In many applications, the hardware accelerator may handle proprietary or sensitive data, which requires strong security protection. For example, ML algorithms typically require the collection, storage, and processing of large amounts of personal data and potentially private data from users to train models. Furthermore, because of its high computational demands, training and reasoning are typically performed on remote servers, rather than on client devices such as smartphones, which means that private data and ML models may be exposed if the server is corrupted or malicious.

One promising approach to provide strong confidentiality and integrity assurance in an untrusted environment is to create a hardware protected Trusted Execution Environment (TEE). Encryption protection of off-chip memory is one basic technique to implement a hardware-protected TEE. In conventional secure processor designs, off-chip memory protection is a major source of performance overhead. For general purpose processors, memory protection schemes need to be able to handle any sequence of memory accesses to arbitrary memory locations, and memory accesses are typically protected at cache block granularity. In a secure processor, the decryption delay is hidden using a counter encryption mode, where the counter value is typically a combination of a memory address and a Version Number (VN). The version number is stored in memory and incremented each time an encrypted block is written. To protect the integrity of off-chip memory, a Message Authentication Code (MAC) needs to be appended to each cache block in memory. Furthermore, because VNs cannot be stored entirely on-chip, must be stored in external storage, their integrity also needs to be protected. For this reason, the traditional scheme builds a Merkle Tree structure, reducing the integrity assurance of all VNs to the root node. By placing the root node on the chip and reconstructing the tree at access time and comparing with the root node stored on the chip, if the same, the VN is considered as not tampered, and the integrity is ensured.

VN and MAC incur significant performance overhead and storage overhead. Aiming at the problem, the recent work MGX (MGX: near-Zero Overhead Memory Protection for Data-Intensive Accelerators) can directly infer the version number VN by using the scheduling information of the compiling stage and the on-chip state of the accelerator during execution based on the fixed data flow characteristics of the neural network, so that the on-chip storage of the VN is not needed, the construction of a tree and the access cost during access are saved, and the cost is greatly reduced. However, the secure memory problem of distributed multi-accelerators remains unsolved. The MMT-Efficient Distributed Secure Memorywith Migratable Merkle Tree article can save the software re-encryption and decryption overhead among multiple machines by constructing a migratable Merkle Tree structure. But the encryption granularity is still 64B memory lines, and the storage overhead is too large.

By analyzing the two methods, the two schemes cannot be directly applied in a distributed scene of large model reasoning. On the one hand, the data flow of the neural network under the large model is no longer completely static. In pipelined parallelism, a single node only retains the tensor of the receiving layer in order to save storage, while other forward reasoning tensors are regenerated by the tensor of the receiving layer in back propagation, so that the completely static design of MGX cannot meet the requirement; on the other hand, the MAC itself of MMT approach also occupies a large memory overhead, which would result in additional machine count requirements in a memory-limited large model training scenario. It is estimated that 10% of the memory overhead may result in 10-20% of the additional machine count, which would be a significant cost due to the accelerator's expensive nature, such as a GPU. Meanwhile, the MMT method relies on the address to finish encryption and decryption, which leads to the fact that the ciphertext after communication needs re-encryption and decryption of the TEE layer.

Information supplied
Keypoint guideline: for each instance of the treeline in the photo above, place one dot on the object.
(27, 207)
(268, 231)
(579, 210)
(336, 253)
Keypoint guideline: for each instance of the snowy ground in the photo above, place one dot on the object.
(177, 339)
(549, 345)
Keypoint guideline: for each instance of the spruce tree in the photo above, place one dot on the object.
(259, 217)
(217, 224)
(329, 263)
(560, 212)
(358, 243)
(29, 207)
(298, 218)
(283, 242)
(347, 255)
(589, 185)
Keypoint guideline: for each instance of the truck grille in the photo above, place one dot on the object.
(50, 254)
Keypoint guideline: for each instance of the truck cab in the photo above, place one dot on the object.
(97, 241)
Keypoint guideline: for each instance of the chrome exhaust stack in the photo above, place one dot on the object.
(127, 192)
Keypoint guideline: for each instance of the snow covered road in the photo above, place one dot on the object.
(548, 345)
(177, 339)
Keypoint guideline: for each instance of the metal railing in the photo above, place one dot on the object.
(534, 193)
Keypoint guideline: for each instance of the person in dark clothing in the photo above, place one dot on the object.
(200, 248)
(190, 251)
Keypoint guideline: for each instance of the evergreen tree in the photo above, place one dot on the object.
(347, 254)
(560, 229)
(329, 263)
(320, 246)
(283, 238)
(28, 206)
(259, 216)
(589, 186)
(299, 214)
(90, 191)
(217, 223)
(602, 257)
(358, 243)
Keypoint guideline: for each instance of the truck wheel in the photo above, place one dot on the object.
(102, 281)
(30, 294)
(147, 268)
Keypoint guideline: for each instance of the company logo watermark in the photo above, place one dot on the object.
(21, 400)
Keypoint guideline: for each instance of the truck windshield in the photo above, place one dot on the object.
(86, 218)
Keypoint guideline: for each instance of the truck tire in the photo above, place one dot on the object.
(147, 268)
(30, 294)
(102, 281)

Problems to work on
#1 According to the passage on accelerator memory protection, what is incremented each time an encrypted block is written?
#2 Using the passage on accelerator memory protection, explain why the traditional scheme builds a Merkle Tree.
#3 Duplicate everything from "In many applications, the" down to "corrupted or malicious." in the passage on accelerator memory protection.
The entries have no connection to the passage on accelerator memory protection.

Task-by-task answers
#1 The version number (VN), which is stored in memory, is incremented each time an encrypted block is written.

#2 Version numbers cannot be stored entirely on-chip and must be kept in external storage, so their integrity also needs protection. The Merkle Tree reduces the integrity assurance of all VNs to a single root node that is kept on the chip.

#3
In many applications, the hardware accelerator may handle proprietary or sensitive data, which requires strong security protection. For example, ML algorithms typically require the collection, storage, and processing of large amounts of personal data and potentially private data from users to train models. Furthermore, because of its high computational demands, training and reasoning are typically performed on remote servers, rather than on client devices such as smartphones, which means that private data and ML models may be exposed if the server is corrupted or malicious.